EXCERPTED PASSAGE »
== == ==
Tropical Fish Keeping banner

1 - 15 of 15 Posts

·
Registered
Joined
·
41 Posts
Discussion Starter #1
Hello! Thank you for letting me join your community. I was really into the hobby many years ago until life circumstances changed and the tanks had to go. Life has stabilized and I am ready to start up again. I got my 29 gal tank out of the shed and have dusted it off, and am looking for suggestions for putting an older tank back into use. I don't want to miss anything. I will be checking for leaks before I add fish!

I haven't used any cleansers on the tank, obviously, but is wet paper towels the only thing I can use to clean it up? Thanks!
 

·
Registered
Joined
·
5,201 Posts
Welcome to the forum. I'm glad you passed the entrance exam :)

Wet paper towel is all I've ever used.
 
  • Like
Reactions: earthgirl

·
Banned
Joined
·
766 Posts
In the past when I needed to really clean a used tank I used Apple Vinegar. It did wonders on getting rid of old scum build up and doesn't really leave anything that can hurt your fish.

It's worth it if you can take it outside and hose it down with a garden hose.

EDIT: If you have old gravel in your tank I suggest removing it, throwing it away, and then getting new gravel. I've heard/come across several reports from people who pulled out used tanks, used the existing gravel and ended up with high ammonia/nitrates. Not sure what is going on causing it. It may be there is still stuff left over in the rocks that dried out and as you add water it can soften/decompose putting stuff out into your tank.
 
  • Like
Reactions: earthgirl

·
Registered
Joined
·
41 Posts
Discussion Starter #5
Great question! Previously I did no live plants but I'm kinda considering it this time. What do you think? What considerations do I have when making that decision?
 

·
Registered
Joined
·
2,010 Posts
Great question! Previously I did no live plants but I'm kinda considering it this time. What do you think? What considerations do I have when making that decision?
Welcome to the forum!

Plants provide so many benefits, the largest initially being that they suck up ammonia immediately, no need for a classic cycle setup as they circumvent the nitrogen cycle. The more plants the better. Add substrate (sand is a good choice) water, plants and fish (in small groups a few weeks apart).

Considerations, lighting and fertilization. If you have an old light hood you can probably get replacement bulbs that are in the 6,000kelvin to 7,000kelvin range (plant friendly lights) and something like seachem's flourish comprehensive (full range fertilizer) for a weekly dosing.

Jeff.
 

·
Registered
Joined
·
41 Posts
Discussion Starter #7
Excellent information, thank you! I'm excited!

So I was planning on seeding my tank with used media from a co-worker, are you saying that is unnecessary if I introduce plants and fish at the same time?

P.S. I am aware of bioloads with fish - does having plants change that at all, i.e., could I eventually support more fish due to having plants? Thank you again, I am so happy to be getting help!
 

·
Registered
Joined
·
2,010 Posts
Excellent information, thank you! I'm excited!

So I was planning on seeding my tank with used media from a co-worker, are you saying that is unnecessary if I introduce plants and fish at the same time?

P.S. I am aware of bioloads with fish - does having plants change that at all, i.e., could I eventually support more fish due to having plants? Thank you again, I am so happy to be getting help!
== == ==
DATASET EXTRACT »

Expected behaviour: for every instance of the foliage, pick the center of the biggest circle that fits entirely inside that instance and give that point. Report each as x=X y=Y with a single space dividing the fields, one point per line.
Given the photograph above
== == ==
INSTRUCTIONS »
1 > From the aquarium forum thread, copy the text between "Considerations, lighting and" and "a weekly dosing.", inclusive, word for word.
2 > Carry on the forum thread about restarting an old fish tank from the point where it stops.

RESULTS IN ORDER »
1 >
Considerations, lighting and fertilization. If you have an old light hood you can probably get replacement bulbs that are in the 6,000kelvin to 7,000kelvin range (plant friendly lights) and something like seachem's flourish comprehensive (full range fertilizer) for a weekly dosing.

2 >
No need to seed, no need to cycle.

The bioload will be something that you will have to work out for your specific setup but I would agree that it COULD let you go more overload. Once you start adding fish the key is to add them in small groups a few weeks apart to let things balance out. Too many fish too fast will likely result in a nitrite spike. I just added more plants each time I added more fish and only ended up with one case of nitrite spiking for a couple of days.

Jeff.
 

·
Registered
Joined
·
22,557 Posts
Welcome to Tropical Fish Keeping forum.

I concur with what has been posted. Next question is, what fish are you planning? The choice of substrate and filter should take the intended fish into account. Also, what are your source water (presumably tap, but could be well) parameters? GH is important for many fish, and pH is related to GH and KH. It is wise to know these for your sourced water, in case they may limit fish choices.

Byron.
 

·
Registered
Joined
·
1,265 Posts
Also, just to be clear, JDM means heavily planted initially, with lot's of fast growing stem plants. Floating plants also help tremendously (water sprite, water lettuce, frogbit, even duckweed).
 

·
Registered
Joined
·
2,010 Posts
Also, just to be clear, JDM means heavily planted initially, with lot's of fast growing stem plants. Floating plants also help tremendously (water sprite, water lettuce, frogbit, even duckweed).
The quantity of plants tends to be a rather subjective thing. Here are two shots of my 37 gallon tallish tank, the first near startup, the second a week ago. I used a bunch of dwarf hygrophila stems initially that grew like bad weeds a variety of other plant species. Most of the DH I moved to another tank to start it.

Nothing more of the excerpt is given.